## Exercise instructions
**a)** In the passage on South African crime statistics, how many of Interpol's affiliated national police services submitted crime reports to Interpol last year?
**b)** Carry on the passage on South African crime statistics from its last sentence.

Text passage section start

Last week the South African Police Service issued the annual crime statistics. What these show is that, overall, the incidence of reported crime in the country is declining, indicating a reduction in the number of actual crimes committed.
There are some in our country who have questioned their integrity and reliability. Essentially, these people are making the firm assertion that [we] are lying to the country when we say that gradually we are winning the war against crime.
A newspaper carried an article headed “Police statistics on child abuse do not reflect reality, activists warn”. On the same page was another article entitled “Rape has become a sickening way of life in our land”. The author of the article on rape is described by the newspaper as “an internationally recognised expert on sexual violence and post-exposure prophylaxis [Charlene Smith]”.
In an article published by The Washington Post in June 2000, this “internationally recognised expert” wrote: “Here [in Africa, Aids] is spread primarily by heterosexual sex — spurred by men’s attitudes towards women. We won’t end this epidemic until we understand the role of tradition and religion — and of a culture in which rape is endemic and has become a prime means of transmitting disease, to young women as well as children.”
In simple language, she was saying African traditions, indigenous religions and culture prescribe and institutionalise rape … make every African man a potential rapist. Given this view, which defines the African people as barbaric savages, it should come as no surprise that she writes “South Africa has the highest rates of rape in the world, according to Interpol”.
Last year Interpol had 181 affiliated national police services. Of these, only 21 submitted reports to Interpol on the incidence of crime in their countries. It would be most instructive to know how Interpol arrives at “world” figures enabling it to arrive at the conclusion about our country.
It may [also] be of interest that a Demographic and Health Survey for South Africa carried out by an organisation called Macro International, funded by the United States government through USAid, showed that rural African women in our country reported a lower rate of rape than women in the US. The reference to our rural women is especially apposite because it is in the rural areas that we should find entrenched habits that derive from African culture, traditions and religious beliefs.

Text passage section end
Data provided section start

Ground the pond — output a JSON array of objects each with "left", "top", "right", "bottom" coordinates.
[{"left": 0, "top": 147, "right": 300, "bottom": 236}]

Data provided section end

## Answers for the exercise
**a)** Only 21 of the 181 affiliated national police services submitted reports.

**b)**
But, of course, for those who are determined to propagate the view that our crime statistics have been “massaged” to tell a lie, and are not credible, such research results do not exist. The June 2004 issue of SA Reconciliation Barometer, of the Centre for the Study of Violence and Reconciliation, carries an article entitled “Crime, security and fear of the other”, written by Nahla Valji, Bronwyn Harris and Graeme Simpson.
They say: “For many South Africans today, our new democracy feels fraught with threats; in particular, a fear of crime fuelled by the mythology that whites are the primary targets merely because of their race. From this perspective, the racialised discourse of crime not only misrepresents whites as the predominant victims, but conversely portrays blacks as the primary perpetrators …
“Race is commonly coded into everyday conversation. For example, ‘the hijacker’ frequently means ‘the young, black, male criminal’ in white suburbia. Viewing the new South Africa through a prism of fear creates an identity of victimhood that is linked to race, reinforcing the divided and racialised identities of the past.”
There is another article on the Internet entitled “Dangers of South Africa: Fear of crime” written by Bronwyn McIntosh, a white South African who has emigrated to the US. She says: “Do you know that feeling of awakening at 3am? Ah yes, we all know that too well, that sudden knowledge that a loud noise has awakened you — the sound of a car starting, the sound of a gun shot, the sound of a scream, the sound of police sirens blaring, dogs barking, the alarm on the front gate triggered by someone opening it, the outside security lights blazing because of movement outside, the security alarm blaring. These were the daily realities of living in a wealthy ‘white’ suburb on the fringe of Cape Town.
“Sure, life is cheap there, in more ways than one! And for foreigners, the climate, the scenery, the people and the opportunities available must seem boundless… [but] one has to … be prepared for the reality of life in the country that has the highest murder, rape and Aids statistics in the world.”
Of course, what she is conveying to the rest of the world about a “wealthy white suburb on the fringe of Cape Town” is an outright lie.
Jason Carter is a white American who spent two years in our country as a member of the US Peace Corps. In 2002 he was interviewed by National Geographic News and said: “The other thing that really opened doors in my mind was the psychological residue of apartheid, that is really similar, I think, to what we’re still dealing with in the US. There are self-confidence issues in the black community, and powerlessness and fear in the white community.”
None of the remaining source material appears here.